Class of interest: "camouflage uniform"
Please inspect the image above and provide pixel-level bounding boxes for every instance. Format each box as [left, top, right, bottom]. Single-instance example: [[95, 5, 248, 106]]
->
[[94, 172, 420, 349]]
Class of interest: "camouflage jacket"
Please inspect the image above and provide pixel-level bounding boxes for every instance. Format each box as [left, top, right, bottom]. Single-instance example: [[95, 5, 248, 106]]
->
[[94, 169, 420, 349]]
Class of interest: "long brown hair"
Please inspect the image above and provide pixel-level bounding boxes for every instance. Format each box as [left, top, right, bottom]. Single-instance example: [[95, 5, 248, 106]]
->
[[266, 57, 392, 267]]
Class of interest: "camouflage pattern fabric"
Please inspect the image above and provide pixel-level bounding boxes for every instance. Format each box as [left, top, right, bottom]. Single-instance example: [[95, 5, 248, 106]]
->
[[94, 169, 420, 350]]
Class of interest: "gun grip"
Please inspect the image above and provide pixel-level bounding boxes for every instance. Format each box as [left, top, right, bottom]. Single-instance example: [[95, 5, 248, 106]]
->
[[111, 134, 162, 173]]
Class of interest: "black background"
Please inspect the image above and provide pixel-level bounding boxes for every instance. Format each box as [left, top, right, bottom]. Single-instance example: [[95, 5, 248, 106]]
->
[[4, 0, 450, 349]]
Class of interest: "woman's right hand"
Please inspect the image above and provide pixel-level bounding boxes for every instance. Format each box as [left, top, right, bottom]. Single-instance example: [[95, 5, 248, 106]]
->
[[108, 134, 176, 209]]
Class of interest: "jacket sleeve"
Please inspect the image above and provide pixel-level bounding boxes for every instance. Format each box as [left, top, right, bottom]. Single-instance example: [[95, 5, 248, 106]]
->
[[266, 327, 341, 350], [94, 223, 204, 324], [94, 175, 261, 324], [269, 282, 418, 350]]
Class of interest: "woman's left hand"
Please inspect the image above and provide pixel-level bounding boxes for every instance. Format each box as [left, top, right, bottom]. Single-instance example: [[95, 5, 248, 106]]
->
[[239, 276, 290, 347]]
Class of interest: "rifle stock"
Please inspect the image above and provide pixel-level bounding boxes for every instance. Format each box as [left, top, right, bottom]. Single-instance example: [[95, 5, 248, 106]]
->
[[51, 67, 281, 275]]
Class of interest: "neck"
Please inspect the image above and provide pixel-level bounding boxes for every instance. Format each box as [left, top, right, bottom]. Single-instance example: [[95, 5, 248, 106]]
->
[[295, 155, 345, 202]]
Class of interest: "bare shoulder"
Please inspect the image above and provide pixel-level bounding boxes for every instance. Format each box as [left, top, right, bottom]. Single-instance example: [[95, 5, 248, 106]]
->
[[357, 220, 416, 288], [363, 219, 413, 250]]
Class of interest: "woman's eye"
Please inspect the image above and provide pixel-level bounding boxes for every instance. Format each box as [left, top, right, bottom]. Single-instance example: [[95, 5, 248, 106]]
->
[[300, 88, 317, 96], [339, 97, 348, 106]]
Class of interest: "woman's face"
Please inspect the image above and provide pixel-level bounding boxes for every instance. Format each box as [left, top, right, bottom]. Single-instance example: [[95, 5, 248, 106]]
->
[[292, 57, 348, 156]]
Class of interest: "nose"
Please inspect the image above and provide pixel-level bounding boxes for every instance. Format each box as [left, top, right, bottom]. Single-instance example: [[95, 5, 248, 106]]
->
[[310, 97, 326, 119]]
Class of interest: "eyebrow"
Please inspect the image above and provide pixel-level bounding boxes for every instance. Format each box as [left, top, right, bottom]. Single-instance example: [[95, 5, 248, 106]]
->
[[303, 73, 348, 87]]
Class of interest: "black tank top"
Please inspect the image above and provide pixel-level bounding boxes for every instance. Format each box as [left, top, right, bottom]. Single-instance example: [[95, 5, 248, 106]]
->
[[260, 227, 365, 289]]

_ _ _ _

- **The exercise**: Lay out the items above as a two-column CSV with the header columns "prompt" and "boxes", one row per item. Put each item's text in "prompt" and its answer in "boxes", each as a single quoted field with line breaks replaced by spaces.

- **Output**:
prompt,boxes
"Class of interest: ""camouflage uniform"" Please inspect the image above and provide pixel-level bounding boxes for every instance. Format each box as [left, top, right, bottom]. Single-instance example: [[95, 5, 248, 106]] ->","[[94, 172, 420, 349]]"
"Class of interest: ""camouflage jacket"" Please inspect the image above and provide pixel-level bounding boxes for every instance. Format each box as [left, top, right, bottom]. Single-instance example: [[95, 5, 248, 106]] ->","[[94, 169, 420, 349]]"
"Class of interest: ""long brown hair"" Please inspect the image above and provide pixel-level bounding boxes for every instance. Format each box as [left, top, right, bottom]. Single-instance example: [[95, 5, 248, 106]] ->","[[266, 57, 392, 267]]"
"Class of interest: ""camouflage pattern fabric"" Please inspect the image above and provide pixel-level bounding boxes for every instance. Format each box as [left, top, right, bottom]. Single-instance example: [[95, 5, 248, 106]] ->","[[94, 169, 420, 350]]"
"Class of interest: ""gun grip"" Please inspect the image above and provide pixel-level bounding boxes for every instance. Format each box as [left, top, right, bottom]. Single-instance example: [[95, 5, 248, 106]] ->","[[111, 134, 162, 173]]"
"Class of interest: ""black background"" Please inspect the image above and provide pixel-level bounding boxes for every instance. Format each box as [left, top, right, bottom]. Single-instance example: [[95, 5, 248, 106]] ->","[[4, 0, 450, 349]]"
"Class of interest: ""woman's right hand"" Please inspect the image above and provide pixel-level bounding boxes for every instance. Format each box as [left, top, right, bottom]. Single-instance example: [[95, 5, 248, 106]] ->","[[108, 134, 176, 209]]"
"Class of interest: ""jacket sleeve"" Please inspect the image above and provide pixel-level bounding boxes for every instance. Format each box as [left, top, right, bottom]. Single-instance example: [[95, 5, 248, 106]] ->","[[266, 327, 341, 350], [94, 223, 204, 324], [94, 175, 261, 324], [269, 282, 418, 350]]"
"Class of interest: ""woman's left hand"" Please inspect the image above and provide pixel-level bounding boxes for every instance. Format each box as [left, top, right, bottom]. Single-instance example: [[95, 5, 248, 106]] ->","[[239, 276, 290, 347]]"
"Class of interest: ""rifle stock"" Please inspect the image above and provide pixel-level bounding boxes for every instance. Format each box as [left, top, right, bottom]. Single-instance example: [[95, 5, 248, 106]] ->","[[51, 67, 281, 275]]"
"Class of interest: ""neck"" Please inspect the image above and provide pixel-level bounding boxes for every instance. Format each box as [left, top, right, bottom]. Single-instance example: [[95, 5, 248, 106]] ->","[[295, 155, 345, 202]]"
"Class of interest: ""bare shoulder"" Please inspect the image above and provide pixel-level bounding boxes for every instance. Format each box as [left, top, right, bottom]. Single-instance example: [[95, 5, 248, 106]] ->","[[357, 220, 416, 288], [363, 219, 413, 250]]"
"Class of interest: ""woman's eye"" Please inspect the image above and provide pixel-level bounding boxes for every instance. Format each box as [left, top, right, bottom]. Single-instance example: [[95, 5, 248, 106]] ->","[[300, 88, 317, 96], [339, 97, 348, 106]]"
"Class of interest: ""woman's face"" Please inspect the image above and provide pixel-level bounding boxes for every instance. Format each box as [left, top, right, bottom]. Single-instance example: [[95, 5, 248, 106]] ->","[[292, 57, 348, 156]]"
"Class of interest: ""nose"" Please inspect the image above and provide pixel-level bounding boxes for every instance. Format each box as [left, top, right, bottom]. Single-instance example: [[95, 5, 248, 106]] ->","[[310, 97, 326, 119]]"
"Class of interest: ""eyebrow"" Please inspect the image above and provide pixel-level bounding boxes for every instance. Format each box as [left, top, right, bottom]. Single-instance example: [[95, 5, 248, 106]] ->","[[303, 73, 348, 87]]"
"Class of interest: ""black tank top"" Please inspect the image above and provide pixel-level bounding boxes for every instance. Format each box as [left, top, right, bottom]. Single-instance example: [[95, 5, 248, 106]] ->","[[260, 227, 365, 289]]"